Top of Source data

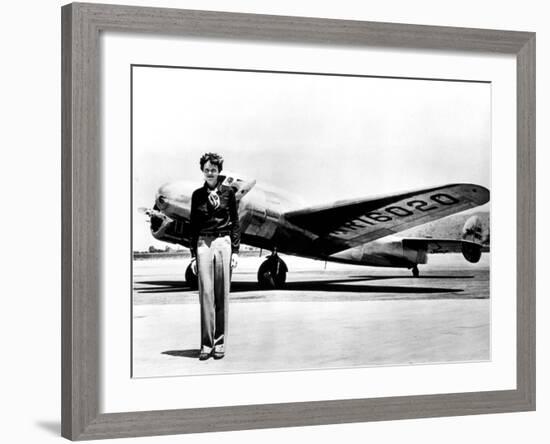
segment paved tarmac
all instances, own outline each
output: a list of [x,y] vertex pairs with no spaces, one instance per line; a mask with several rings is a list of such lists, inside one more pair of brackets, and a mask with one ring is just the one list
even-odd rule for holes
[[404,269],[281,256],[283,290],[260,290],[259,257],[233,274],[226,357],[199,361],[188,259],[134,261],[133,375],[179,376],[490,359],[489,260],[432,256]]

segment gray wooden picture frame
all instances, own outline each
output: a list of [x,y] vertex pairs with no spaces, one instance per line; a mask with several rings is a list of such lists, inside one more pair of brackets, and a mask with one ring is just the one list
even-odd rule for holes
[[[512,54],[517,60],[517,389],[101,413],[102,31]],[[535,409],[535,34],[73,3],[62,8],[62,435],[72,440]]]

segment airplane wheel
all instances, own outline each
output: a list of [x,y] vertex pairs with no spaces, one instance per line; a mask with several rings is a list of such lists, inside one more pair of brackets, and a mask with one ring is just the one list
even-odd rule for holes
[[258,269],[258,283],[260,288],[283,288],[286,282],[286,264],[277,257],[269,257]]
[[418,271],[418,267],[416,265],[412,268],[412,273],[415,278],[420,276],[420,271]]
[[189,285],[192,290],[197,290],[199,288],[199,279],[197,275],[193,273],[191,264],[189,264],[185,270],[185,282],[187,282],[187,285]]

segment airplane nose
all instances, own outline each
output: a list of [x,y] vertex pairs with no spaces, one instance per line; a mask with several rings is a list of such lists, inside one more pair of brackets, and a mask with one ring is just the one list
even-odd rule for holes
[[157,196],[156,204],[159,210],[165,210],[166,207],[168,206],[168,201],[166,200],[166,197],[163,194],[159,194]]
[[162,185],[158,191],[155,202],[159,210],[164,210],[168,206],[168,201],[173,198],[173,191],[170,184]]
[[157,208],[159,210],[166,210],[169,207],[180,210],[189,208],[195,188],[195,185],[185,181],[170,182],[160,186],[155,199]]

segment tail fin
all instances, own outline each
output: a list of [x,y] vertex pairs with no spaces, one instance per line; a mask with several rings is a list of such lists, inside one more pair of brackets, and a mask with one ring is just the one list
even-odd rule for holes
[[478,216],[472,216],[462,227],[462,239],[475,242],[478,244],[483,243],[483,225],[481,219]]

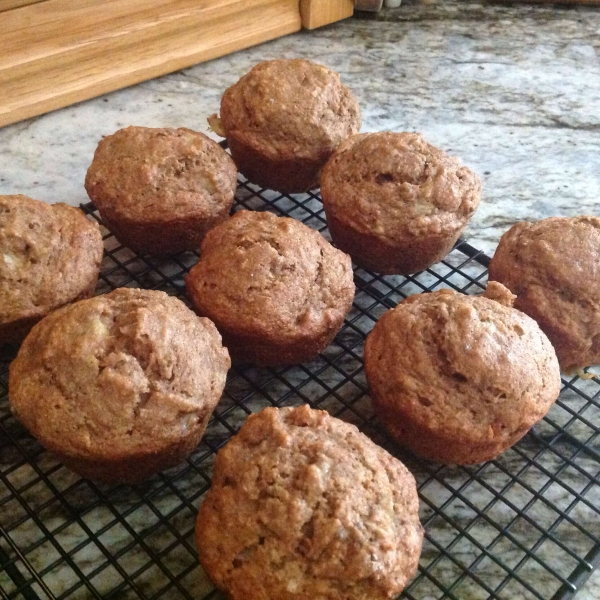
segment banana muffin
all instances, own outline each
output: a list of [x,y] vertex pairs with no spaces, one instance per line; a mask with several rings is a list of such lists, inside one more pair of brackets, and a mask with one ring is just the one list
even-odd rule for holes
[[73,471],[135,483],[197,446],[229,366],[208,319],[164,292],[121,288],[32,329],[10,366],[10,406]]
[[98,144],[85,178],[119,242],[150,254],[197,250],[228,218],[236,187],[227,152],[185,128],[120,129]]
[[479,206],[479,178],[417,133],[364,133],[323,169],[338,248],[371,271],[408,275],[439,262]]
[[94,293],[102,261],[97,223],[77,208],[0,196],[0,346],[42,317]]
[[565,372],[600,363],[600,218],[517,223],[500,240],[490,279],[517,295]]
[[250,181],[279,192],[319,185],[338,144],[360,129],[360,110],[334,71],[302,59],[261,62],[225,91],[209,123]]
[[510,306],[486,295],[410,296],[379,319],[365,344],[375,412],[399,444],[441,463],[490,460],[521,439],[560,391],[552,344]]
[[196,545],[231,600],[386,600],[416,572],[408,469],[325,411],[266,408],[217,455]]
[[240,211],[208,233],[186,279],[235,358],[255,365],[312,360],[352,306],[350,257],[287,217]]

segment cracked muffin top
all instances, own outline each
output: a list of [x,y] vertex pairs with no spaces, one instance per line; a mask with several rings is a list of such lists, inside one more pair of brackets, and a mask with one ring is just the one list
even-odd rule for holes
[[208,319],[163,292],[122,288],[32,329],[10,366],[10,405],[47,448],[118,460],[204,427],[229,365]]
[[240,211],[209,231],[186,286],[219,328],[267,340],[300,340],[341,324],[354,297],[348,255],[268,212]]
[[344,141],[321,175],[328,213],[358,231],[402,238],[448,235],[471,218],[479,178],[418,133],[363,133]]
[[394,598],[423,530],[408,469],[325,411],[266,408],[217,455],[196,523],[232,600]]
[[141,222],[209,219],[229,210],[236,186],[227,152],[185,128],[120,129],[100,141],[85,178],[101,213]]
[[0,196],[0,325],[91,293],[102,252],[98,224],[79,209]]
[[226,137],[272,159],[326,159],[360,129],[358,104],[340,76],[300,58],[257,64],[225,91],[220,116]]
[[600,362],[600,218],[517,223],[500,240],[490,279],[517,295],[565,371]]
[[498,454],[560,391],[556,354],[537,323],[510,306],[504,286],[492,282],[486,295],[410,296],[379,319],[365,345],[379,414],[396,415],[400,429],[403,419],[418,427],[424,444],[427,434],[451,440],[449,455],[463,443],[491,443]]

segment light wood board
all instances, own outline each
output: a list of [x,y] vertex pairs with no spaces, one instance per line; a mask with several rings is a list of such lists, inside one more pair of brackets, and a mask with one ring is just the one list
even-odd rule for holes
[[298,0],[46,0],[0,12],[0,126],[300,28]]

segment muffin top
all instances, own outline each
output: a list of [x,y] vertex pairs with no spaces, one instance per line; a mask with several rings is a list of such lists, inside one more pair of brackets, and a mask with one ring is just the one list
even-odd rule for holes
[[102,251],[98,224],[79,209],[0,196],[0,323],[75,300],[98,277]]
[[395,597],[423,531],[415,480],[326,412],[266,408],[217,455],[200,561],[233,600]]
[[343,142],[321,175],[327,211],[381,237],[447,235],[479,206],[479,178],[418,133],[363,133]]
[[202,314],[273,341],[341,322],[354,297],[348,255],[303,223],[268,212],[240,211],[209,231],[186,285]]
[[120,129],[100,141],[85,178],[101,212],[142,222],[220,214],[236,186],[227,152],[185,128]]
[[164,292],[121,288],[32,329],[10,367],[10,404],[51,450],[117,460],[197,427],[229,365],[208,319]]
[[554,342],[564,369],[600,360],[600,218],[551,217],[517,223],[490,264]]
[[[497,283],[487,293],[513,298]],[[365,365],[384,409],[457,442],[525,433],[560,391],[556,354],[533,319],[450,290],[410,296],[385,313],[367,337]]]
[[221,100],[227,137],[277,159],[327,157],[360,129],[360,111],[334,71],[303,59],[257,64]]

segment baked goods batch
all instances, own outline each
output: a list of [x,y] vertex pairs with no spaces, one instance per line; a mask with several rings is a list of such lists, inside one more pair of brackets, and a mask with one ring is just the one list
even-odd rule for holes
[[[123,245],[200,248],[186,278],[196,312],[158,291],[86,299],[102,259],[97,224],[64,204],[0,196],[0,345],[28,334],[10,405],[84,477],[136,483],[184,460],[223,393],[229,353],[257,366],[316,358],[351,309],[351,259],[422,271],[479,205],[477,175],[421,135],[358,134],[350,90],[306,60],[258,64],[209,123],[231,157],[190,129],[128,127],[100,141],[85,179]],[[281,193],[320,181],[337,247],[291,218],[230,217],[238,170]],[[484,296],[441,290],[386,312],[364,348],[384,428],[449,464],[516,443],[556,400],[559,362],[600,361],[599,259],[600,218],[519,223]],[[307,405],[248,417],[217,455],[196,527],[201,563],[232,600],[394,598],[422,539],[407,468]]]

Bottom of Source data

-- Exercise --
Give every entry back unchanged, with no pictures.

-- Reply --
segment paved tarmac
all instances, own outline each
output: a list of [x,y] vertex pairs with no spaces, one instance per line; a mask with several rings is a list of such lists, inside one more pair of brackets, and a mask with one ring is just the one list
even-odd rule for holes
[[404,269],[281,256],[283,290],[260,290],[259,257],[233,274],[226,357],[199,361],[188,259],[134,261],[133,375],[179,376],[490,359],[489,260],[432,256]]

segment gray wooden picture frame
all instances, own outline each
output: a list of [x,y] vertex pairs with no spaces, one instance per line; a mask with several rings is a list of such lists, inside one more pair of brackets, and a mask with one ring is just the one list
even-odd rule for holes
[[[512,54],[517,60],[517,389],[101,413],[102,31]],[[535,409],[535,34],[73,3],[62,8],[62,435],[72,440]]]

segment airplane wheel
all instances, own outline each
output: a list of [x,y] vertex pairs with no spaces, one instance per line; a mask with several rings is a list of such lists, inside one more pair of brackets, and a mask with one ring is just the one list
even-odd rule for holes
[[258,269],[258,283],[260,288],[283,288],[286,282],[286,264],[277,257],[269,257]]
[[418,271],[418,267],[416,265],[412,268],[412,273],[415,278],[420,276],[420,271]]
[[189,285],[192,290],[197,290],[199,288],[199,279],[197,275],[193,273],[191,264],[189,264],[185,270],[185,282],[187,282],[187,285]]

segment airplane nose
all instances, own outline each
output: a list of [x,y] vertex pairs with no spaces, one instance per line; a mask with several rings is a list of such lists, inside one more pair of brackets, and a mask with one ring is just the one list
even-odd rule for holes
[[157,196],[156,204],[159,210],[165,210],[166,207],[168,206],[168,201],[166,200],[166,197],[163,194],[159,194]]
[[162,185],[158,191],[155,202],[159,210],[164,210],[168,206],[168,201],[173,198],[173,191],[170,184]]
[[157,208],[159,210],[166,210],[169,207],[180,210],[189,208],[195,188],[195,185],[185,181],[170,182],[160,186],[155,199]]

segment tail fin
all instances, own outline each
output: a list of [x,y] vertex pairs with no spaces, one instance per line; a mask with several rings is a list of such lists, inside one more pair of brackets, and a mask with one ring is just the one list
even-odd rule for holes
[[478,216],[472,216],[462,227],[462,239],[475,242],[478,244],[483,243],[483,225],[481,219]]

segment banana muffin
all instances, own outline each
output: a list of [x,y] vertex pairs with no spaces, one instance per line; a mask with several rings is a list of such lists, inside one more pair of brackets, and a mask with one ring is just the one list
even-odd rule for holes
[[73,471],[135,483],[197,446],[229,366],[208,319],[164,292],[121,288],[32,329],[10,366],[10,406]]
[[98,144],[85,178],[119,242],[150,254],[197,250],[228,218],[236,187],[227,152],[185,128],[120,129]]
[[479,206],[479,178],[417,133],[364,133],[323,169],[338,248],[371,271],[408,275],[439,262]]
[[94,293],[102,261],[97,223],[77,208],[0,196],[0,346],[42,317]]
[[565,372],[600,363],[600,218],[517,223],[500,240],[490,279],[517,295]]
[[250,181],[279,192],[319,185],[338,144],[360,129],[360,110],[334,71],[302,59],[261,62],[225,91],[209,123]]
[[510,306],[486,295],[410,296],[379,319],[365,344],[375,412],[399,444],[441,463],[490,460],[521,439],[560,391],[552,344]]
[[196,545],[231,600],[386,600],[416,572],[408,469],[325,411],[266,408],[217,455]]
[[240,211],[208,233],[186,279],[235,358],[255,365],[312,360],[352,306],[350,257],[287,217]]

segment cracked muffin top
all instances, own outline each
output: a list of [x,y] vertex pairs with no spaces, one instance per line; a mask with several rings is a list of such lists, inside one more pair of brackets, and a mask with one ring is just the one list
even-odd rule for holes
[[208,319],[163,292],[122,288],[32,329],[10,366],[10,405],[47,448],[118,460],[204,427],[229,365]]
[[240,211],[209,231],[186,286],[219,328],[267,340],[300,340],[341,324],[354,297],[348,255],[268,212]]
[[344,141],[321,175],[328,213],[358,231],[402,238],[448,235],[471,218],[479,178],[418,133],[363,133]]
[[394,598],[423,530],[408,469],[325,411],[266,408],[217,455],[196,523],[232,600]]
[[141,222],[209,219],[229,210],[236,186],[227,152],[185,128],[120,129],[100,141],[85,178],[101,213]]
[[0,196],[0,325],[91,293],[102,252],[98,224],[79,209]]
[[226,137],[272,159],[326,159],[360,129],[358,104],[340,76],[300,58],[257,64],[225,91],[220,116]]
[[600,362],[600,218],[517,223],[500,240],[490,279],[517,295],[565,371]]
[[498,454],[560,391],[556,354],[537,323],[510,306],[504,286],[492,282],[486,295],[410,296],[379,319],[365,345],[379,414],[396,415],[400,429],[403,419],[418,427],[424,444],[427,434],[451,440],[449,455],[463,443],[491,443]]

segment light wood board
all instances, own outline each
output: a list of [x,y] vertex pairs with no spaces, one instance per line; a mask with several rings is a list of such lists, inside one more pair of brackets, and a mask with one ring is just the one list
even-odd rule for holes
[[298,0],[46,0],[0,12],[0,126],[300,28]]

segment muffin top
all instances, own outline each
output: a list of [x,y] vertex pairs with no spaces, one instance per line; a mask with several rings is a list of such lists, inside one more pair of brackets, and a mask with one ring is just the one list
even-odd rule for holes
[[102,251],[98,224],[79,209],[0,196],[0,323],[75,300],[98,277]]
[[395,597],[423,531],[415,480],[326,412],[266,408],[217,455],[200,561],[233,600]]
[[343,142],[321,175],[327,211],[381,237],[447,235],[479,206],[479,178],[418,133],[363,133]]
[[202,314],[273,341],[341,322],[354,297],[348,255],[303,223],[268,212],[240,211],[209,231],[186,285]]
[[120,129],[100,141],[85,178],[101,212],[142,222],[220,214],[236,186],[227,152],[185,128]]
[[164,292],[121,288],[32,329],[10,367],[10,404],[51,450],[117,460],[197,427],[229,365],[208,319]]
[[554,342],[564,369],[600,360],[600,218],[551,217],[517,223],[490,264]]
[[[497,283],[487,293],[513,298]],[[365,365],[384,409],[457,442],[525,433],[560,391],[556,354],[533,319],[450,290],[410,296],[385,313],[367,337]]]
[[221,100],[227,137],[277,159],[327,157],[360,129],[360,111],[334,71],[303,59],[257,64]]

segment baked goods batch
all instances, own outline each
output: a list of [x,y] vertex pairs with no spaces, one instance per line; a mask with several rings is a list of such lists, inside one more pair of brackets, and a mask with one ring is just the one list
even-odd rule for holes
[[[123,245],[200,248],[186,278],[196,312],[158,291],[86,299],[102,259],[97,224],[64,204],[0,196],[0,345],[28,334],[10,405],[84,477],[136,483],[184,460],[223,393],[229,353],[257,366],[316,358],[351,309],[351,259],[422,271],[479,205],[477,175],[421,135],[358,134],[350,90],[306,60],[258,64],[209,123],[231,157],[190,129],[128,127],[100,141],[85,179]],[[281,193],[320,181],[337,247],[291,218],[230,217],[238,170]],[[484,296],[441,290],[386,312],[364,348],[384,428],[449,464],[516,443],[556,400],[559,362],[600,361],[599,259],[600,218],[519,223]],[[307,405],[248,417],[217,455],[196,527],[201,563],[232,600],[394,598],[422,539],[407,468]]]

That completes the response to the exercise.